— Given task —
Pick out each line below containing the string "surface" and copy it.

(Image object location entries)

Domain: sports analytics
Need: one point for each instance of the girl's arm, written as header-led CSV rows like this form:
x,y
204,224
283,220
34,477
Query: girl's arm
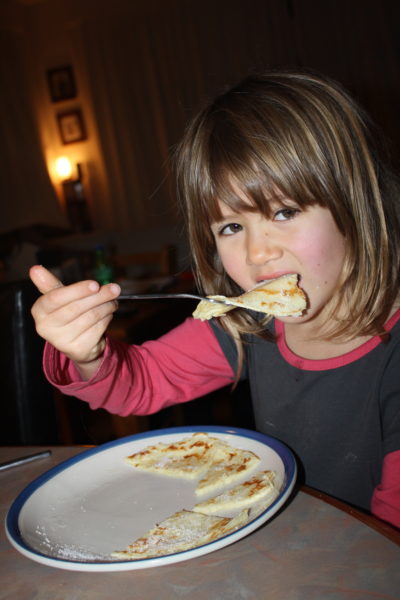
x,y
386,498
73,318
184,364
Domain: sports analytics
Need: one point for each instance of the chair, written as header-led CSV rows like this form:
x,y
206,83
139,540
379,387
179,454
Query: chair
x,y
28,411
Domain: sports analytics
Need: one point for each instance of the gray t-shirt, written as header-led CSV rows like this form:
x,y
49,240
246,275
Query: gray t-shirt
x,y
339,417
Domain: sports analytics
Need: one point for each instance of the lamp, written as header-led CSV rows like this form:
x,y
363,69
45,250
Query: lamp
x,y
63,167
75,202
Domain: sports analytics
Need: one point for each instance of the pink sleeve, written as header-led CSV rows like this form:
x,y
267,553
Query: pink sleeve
x,y
385,502
182,365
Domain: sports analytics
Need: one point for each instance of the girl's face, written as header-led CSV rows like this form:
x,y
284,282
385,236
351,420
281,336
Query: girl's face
x,y
307,241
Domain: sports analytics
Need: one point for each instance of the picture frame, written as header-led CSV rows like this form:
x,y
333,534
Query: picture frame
x,y
71,126
61,82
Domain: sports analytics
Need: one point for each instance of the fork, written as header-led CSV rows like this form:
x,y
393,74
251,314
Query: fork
x,y
182,296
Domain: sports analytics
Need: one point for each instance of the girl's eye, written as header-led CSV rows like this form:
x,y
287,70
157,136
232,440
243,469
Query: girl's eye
x,y
230,229
286,214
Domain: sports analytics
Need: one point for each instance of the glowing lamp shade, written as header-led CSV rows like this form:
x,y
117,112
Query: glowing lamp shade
x,y
63,167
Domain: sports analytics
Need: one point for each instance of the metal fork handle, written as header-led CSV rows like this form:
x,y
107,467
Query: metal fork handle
x,y
167,297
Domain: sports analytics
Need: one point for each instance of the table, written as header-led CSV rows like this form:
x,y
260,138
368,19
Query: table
x,y
312,550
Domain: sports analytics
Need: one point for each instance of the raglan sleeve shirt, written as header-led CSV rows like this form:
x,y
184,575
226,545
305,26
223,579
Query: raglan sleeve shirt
x,y
184,364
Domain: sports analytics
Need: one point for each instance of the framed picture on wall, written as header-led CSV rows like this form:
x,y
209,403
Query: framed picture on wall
x,y
71,126
61,83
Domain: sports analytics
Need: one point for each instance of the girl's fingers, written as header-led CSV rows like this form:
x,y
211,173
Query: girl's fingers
x,y
87,346
67,305
43,279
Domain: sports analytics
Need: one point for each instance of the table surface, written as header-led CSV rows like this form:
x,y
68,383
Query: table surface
x,y
312,550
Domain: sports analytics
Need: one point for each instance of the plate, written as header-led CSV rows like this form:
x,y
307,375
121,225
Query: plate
x,y
77,513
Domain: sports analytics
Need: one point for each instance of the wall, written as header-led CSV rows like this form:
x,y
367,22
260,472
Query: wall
x,y
143,67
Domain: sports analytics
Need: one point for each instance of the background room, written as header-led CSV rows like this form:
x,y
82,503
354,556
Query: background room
x,y
109,87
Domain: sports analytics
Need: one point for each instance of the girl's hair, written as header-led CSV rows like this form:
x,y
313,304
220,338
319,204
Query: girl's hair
x,y
298,135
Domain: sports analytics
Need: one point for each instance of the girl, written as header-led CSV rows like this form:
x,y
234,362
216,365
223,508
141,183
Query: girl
x,y
278,175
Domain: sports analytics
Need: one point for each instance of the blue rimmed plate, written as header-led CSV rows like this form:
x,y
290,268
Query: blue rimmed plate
x,y
74,515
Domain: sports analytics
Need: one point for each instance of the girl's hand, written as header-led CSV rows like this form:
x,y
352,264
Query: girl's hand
x,y
74,318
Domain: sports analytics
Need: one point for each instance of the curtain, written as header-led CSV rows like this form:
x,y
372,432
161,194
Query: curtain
x,y
150,69
27,196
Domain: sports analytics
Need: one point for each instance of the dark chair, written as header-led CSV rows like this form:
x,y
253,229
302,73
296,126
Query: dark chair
x,y
28,412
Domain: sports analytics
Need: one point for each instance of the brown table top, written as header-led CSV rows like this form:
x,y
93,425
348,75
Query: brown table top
x,y
312,550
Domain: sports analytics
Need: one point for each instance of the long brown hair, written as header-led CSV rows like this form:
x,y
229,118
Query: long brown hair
x,y
302,135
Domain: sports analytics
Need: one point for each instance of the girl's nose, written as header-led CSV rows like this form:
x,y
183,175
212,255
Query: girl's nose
x,y
261,249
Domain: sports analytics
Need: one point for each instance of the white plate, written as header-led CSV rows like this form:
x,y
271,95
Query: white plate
x,y
73,516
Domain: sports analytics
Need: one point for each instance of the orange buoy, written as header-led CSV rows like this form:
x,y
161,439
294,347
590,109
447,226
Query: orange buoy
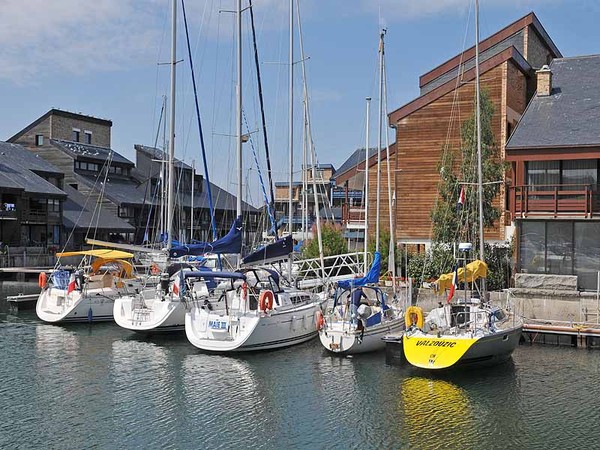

— Reply to the exercise —
Need: one point for each instance of the table surface, written as header-led CSV rows like this form:
Query: table surface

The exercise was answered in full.